[Dataset excerpts on object pointing]
================================

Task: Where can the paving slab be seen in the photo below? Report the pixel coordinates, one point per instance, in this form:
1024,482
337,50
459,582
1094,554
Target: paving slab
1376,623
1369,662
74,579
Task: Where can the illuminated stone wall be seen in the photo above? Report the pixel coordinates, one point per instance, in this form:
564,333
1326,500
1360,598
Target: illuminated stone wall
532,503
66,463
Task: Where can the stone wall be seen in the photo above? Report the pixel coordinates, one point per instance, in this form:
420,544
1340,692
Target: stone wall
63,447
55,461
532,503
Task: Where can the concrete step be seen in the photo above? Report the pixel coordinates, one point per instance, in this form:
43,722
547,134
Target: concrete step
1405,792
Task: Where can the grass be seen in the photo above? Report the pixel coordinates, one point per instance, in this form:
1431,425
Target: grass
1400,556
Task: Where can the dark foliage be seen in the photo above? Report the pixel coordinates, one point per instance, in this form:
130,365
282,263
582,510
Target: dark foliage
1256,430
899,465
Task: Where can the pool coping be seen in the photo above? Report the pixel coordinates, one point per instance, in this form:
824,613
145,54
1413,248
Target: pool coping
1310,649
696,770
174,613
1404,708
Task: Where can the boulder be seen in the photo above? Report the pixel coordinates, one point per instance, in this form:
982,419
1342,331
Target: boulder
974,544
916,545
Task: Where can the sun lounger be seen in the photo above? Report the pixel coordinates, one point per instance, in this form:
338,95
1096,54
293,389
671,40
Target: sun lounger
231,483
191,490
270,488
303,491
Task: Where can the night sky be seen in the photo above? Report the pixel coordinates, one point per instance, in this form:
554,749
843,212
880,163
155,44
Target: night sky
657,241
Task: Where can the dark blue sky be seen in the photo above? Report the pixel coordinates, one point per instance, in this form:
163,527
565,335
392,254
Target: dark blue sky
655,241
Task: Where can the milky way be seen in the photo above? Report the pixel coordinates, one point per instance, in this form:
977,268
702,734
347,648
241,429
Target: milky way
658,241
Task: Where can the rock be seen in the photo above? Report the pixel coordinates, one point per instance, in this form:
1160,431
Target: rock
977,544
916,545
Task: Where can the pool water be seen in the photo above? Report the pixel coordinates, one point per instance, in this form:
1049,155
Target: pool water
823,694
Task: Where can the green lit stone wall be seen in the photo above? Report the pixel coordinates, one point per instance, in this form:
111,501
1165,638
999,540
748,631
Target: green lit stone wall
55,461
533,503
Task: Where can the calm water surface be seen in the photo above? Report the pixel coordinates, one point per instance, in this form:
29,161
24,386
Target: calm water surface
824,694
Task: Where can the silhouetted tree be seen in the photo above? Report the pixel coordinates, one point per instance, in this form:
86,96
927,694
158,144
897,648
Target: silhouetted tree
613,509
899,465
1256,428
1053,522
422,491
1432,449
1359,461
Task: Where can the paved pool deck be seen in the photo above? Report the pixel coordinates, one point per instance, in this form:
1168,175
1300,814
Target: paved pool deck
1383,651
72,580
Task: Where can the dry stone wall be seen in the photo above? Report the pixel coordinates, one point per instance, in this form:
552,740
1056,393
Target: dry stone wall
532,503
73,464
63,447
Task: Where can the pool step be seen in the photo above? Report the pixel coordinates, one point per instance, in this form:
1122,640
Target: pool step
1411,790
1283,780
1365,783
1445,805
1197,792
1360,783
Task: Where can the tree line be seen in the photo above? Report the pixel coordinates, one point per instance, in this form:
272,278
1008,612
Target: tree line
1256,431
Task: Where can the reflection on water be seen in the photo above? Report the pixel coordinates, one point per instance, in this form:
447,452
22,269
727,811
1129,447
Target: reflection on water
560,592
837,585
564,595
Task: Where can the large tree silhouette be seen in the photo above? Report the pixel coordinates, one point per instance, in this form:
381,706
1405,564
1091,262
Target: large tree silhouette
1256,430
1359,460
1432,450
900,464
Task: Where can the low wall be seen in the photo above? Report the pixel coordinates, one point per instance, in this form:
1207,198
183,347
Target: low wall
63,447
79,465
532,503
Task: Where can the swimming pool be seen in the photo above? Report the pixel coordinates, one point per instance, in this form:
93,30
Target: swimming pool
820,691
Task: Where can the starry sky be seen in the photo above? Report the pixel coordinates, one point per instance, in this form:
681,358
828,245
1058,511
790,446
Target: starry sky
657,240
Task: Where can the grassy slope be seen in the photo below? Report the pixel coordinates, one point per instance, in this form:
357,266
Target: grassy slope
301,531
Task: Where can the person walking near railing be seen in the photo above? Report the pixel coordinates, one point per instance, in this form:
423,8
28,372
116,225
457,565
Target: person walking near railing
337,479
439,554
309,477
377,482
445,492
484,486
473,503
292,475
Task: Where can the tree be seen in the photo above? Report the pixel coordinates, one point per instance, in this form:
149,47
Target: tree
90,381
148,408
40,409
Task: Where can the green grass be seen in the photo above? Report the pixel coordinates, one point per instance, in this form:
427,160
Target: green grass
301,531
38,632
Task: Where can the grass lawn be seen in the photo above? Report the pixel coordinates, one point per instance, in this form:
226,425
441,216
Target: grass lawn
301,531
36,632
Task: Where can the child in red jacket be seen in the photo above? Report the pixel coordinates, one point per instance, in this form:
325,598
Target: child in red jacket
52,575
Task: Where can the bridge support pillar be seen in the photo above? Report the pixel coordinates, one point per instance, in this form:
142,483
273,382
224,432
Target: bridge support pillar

================================

Problem requirements
All of the entries above must be quoted exactly.

The answer
Task: Where can the paving slab be seen in the photo below? Report the pixel coordinates, one point per instance, in this form:
1024,482
337,50
459,582
1094,554
Target: paving slab
1376,623
1369,662
74,579
Task: Where can the illuminated stone wall be seen in the photo above? Report the pixel coordinates, one point per instance, in this form:
564,333
1326,500
1360,598
Target: illuminated stone wall
532,503
66,463
Task: Where can the stone wall be seen in the photo above? Report the pixel coordinates, one point per instance, in this form:
420,544
1340,692
Target: stone wall
63,447
55,461
532,503
Task: Where can the concrete step be seen in the photo above? Report the pixel coordinates, one point per instance, in this form:
43,722
547,134
Target: concrete step
1405,792
Task: Where can the grass be seen in the photo above? Report the pixel coordinates, one point per instance, in this form:
1431,425
Target: grass
1400,556
Task: Where can the dark foliage be seen in the photo above? Report the pixel coordinates, one point per instance, in this form:
130,365
282,263
582,510
Target: dark foliage
1256,430
899,465
Task: Where can the pool coping be seen in the photo above? Report the pixel coordinates, one point per instance, in this form:
824,613
145,54
1413,248
Target: pool coping
1310,649
696,770
174,613
1404,708
Task: Where can the boulder be seen in the photo above? Report the pixel coordinates, one point per instance, in this form:
982,419
1342,331
Target: boulder
974,544
916,545
Task: Where can the sun lounger be seen in the photo above? Report the pixel coordinates, one point per instance, in this form:
338,95
1096,54
293,389
671,40
Target: sun lounger
231,483
191,490
270,488
303,491
Task: Where can the night sky be seen in the photo above? Report the pixel coordinates, one point per instance, in this form:
554,749
843,212
880,163
155,44
Target: night sky
657,241
Task: Where can the dark blue sky be seen in the photo above? Report the pixel coordinates, one point per instance, in this form:
163,527
565,335
392,254
Target: dark blue sky
655,241
Task: Where can the milky way be seen in the photo above? Report the pixel coordinates, one point per instance, in this form:
977,268
702,734
347,648
241,429
Target: milky way
658,241
Task: Where can the rock be seen in the photo above? Report the pixel coordinates, one point per instance, in this form:
1160,431
Target: rock
977,544
916,545
Task: Where can the pool water be seen in the photo above? Report the pixel coordinates, one point per instance, in this form:
1049,155
Target: pool water
823,694
Task: Where can the green lit stone wall be seen in the photo above? Report the pixel coordinates, one point per instance, in this form:
111,501
1165,638
999,540
748,631
Target: green lit stone wall
55,461
533,503
Task: Where can the calm water surface be seen in the photo above? Report the pixel coordinates, one point per instance, in this form:
29,161
24,386
Target: calm water surface
824,694
Task: Where can the silhouetted tree be seen in the photo above? Report the pixel coordinates, one point per instance, in this form:
86,96
927,694
158,144
897,648
Target: silhouetted tree
613,509
899,465
1256,428
1053,522
422,491
1432,449
1359,461
Task: Where can the paved pool deck be seen in the photo above? Report the pixel coordinates, one point per instance, in this form:
1168,175
1300,814
Target: paved pool deck
1383,651
72,580
Task: Where can the dry stone wall be seen in the photo above? Report the pixel coordinates, one point per instance, in this form:
552,740
1056,393
Target: dry stone wall
532,503
73,464
63,447
Task: Where can the pool step be seen in the photo above? Report the pixel coordinates, one point per instance, in this form:
1122,640
Target: pool step
1411,790
1283,780
1365,783
1445,805
1197,792
1360,783
Task: Where can the tree line be seen in the photo above? Report the pixel coordinates, one point per instance, in this form:
272,278
1008,612
Target: tree line
1256,431
Task: Where can the reflection on water be seen in the photo above? Report the pixel coordinates, one point per instance, in this form:
447,452
22,269
727,811
1129,447
Target: reflection on water
560,592
837,585
564,595
Task: Where can the large tree silhouette be seen in the photo above? Report the pixel coordinates, one point per instance, in this form:
381,706
1405,564
1091,262
Target: large tree silhouette
1256,430
1359,460
1432,450
900,464
Task: Where can the low wall be seen in the photo above? Report the pixel coordinates, one point per instance, in this form:
1207,198
183,347
Target: low wall
63,447
79,465
532,503
Task: Where can the swimming pool be seen in the photo above? Report the pixel coordinates, one point per instance, in this form:
93,30
Target: swimming pool
820,691
Task: Where can the starry sky be seen in the photo above? Report the pixel coordinates, one point per instance, in this form:
681,358
828,245
1058,511
790,446
Target: starry sky
657,240
Task: Where can the grassy slope be seen in the photo below? Report the pixel coordinates, one point per instance, in this form:
357,266
Target: grassy slope
301,531
Task: Where can the person walking near railing be seen in the photo above? Report the pixel coordinates, one point per instance, in this form:
423,8
28,372
116,225
457,565
Target: person walking near railing
337,479
439,554
309,477
377,482
445,492
484,486
473,503
292,475
Task: Where can the tree be seen in the photo above? Report the pixel coordinates, one point per instance, in this form:
149,47
Target: tree
90,381
148,408
40,409
Task: Where can the green grass be seen in the photo above? Report the pixel coordinates, one point per instance, in this form:
427,160
Target: green grass
301,531
38,632
Task: Where can the grass lawn be seen in the photo above? Report the pixel coordinates, one point per instance, in this form:
226,425
441,216
Target: grass lawn
301,531
36,632
Task: Where can the child in red jacket be seen in the photo above? Report the pixel coordinates, one point per instance, in this form:
325,598
Target: child in red jacket
52,575
Task: Where can the bridge support pillar be seen in the photo above? Report the pixel coordinates, one point per instance, in this form:
142,483
273,382
224,432
Target: bridge support pillar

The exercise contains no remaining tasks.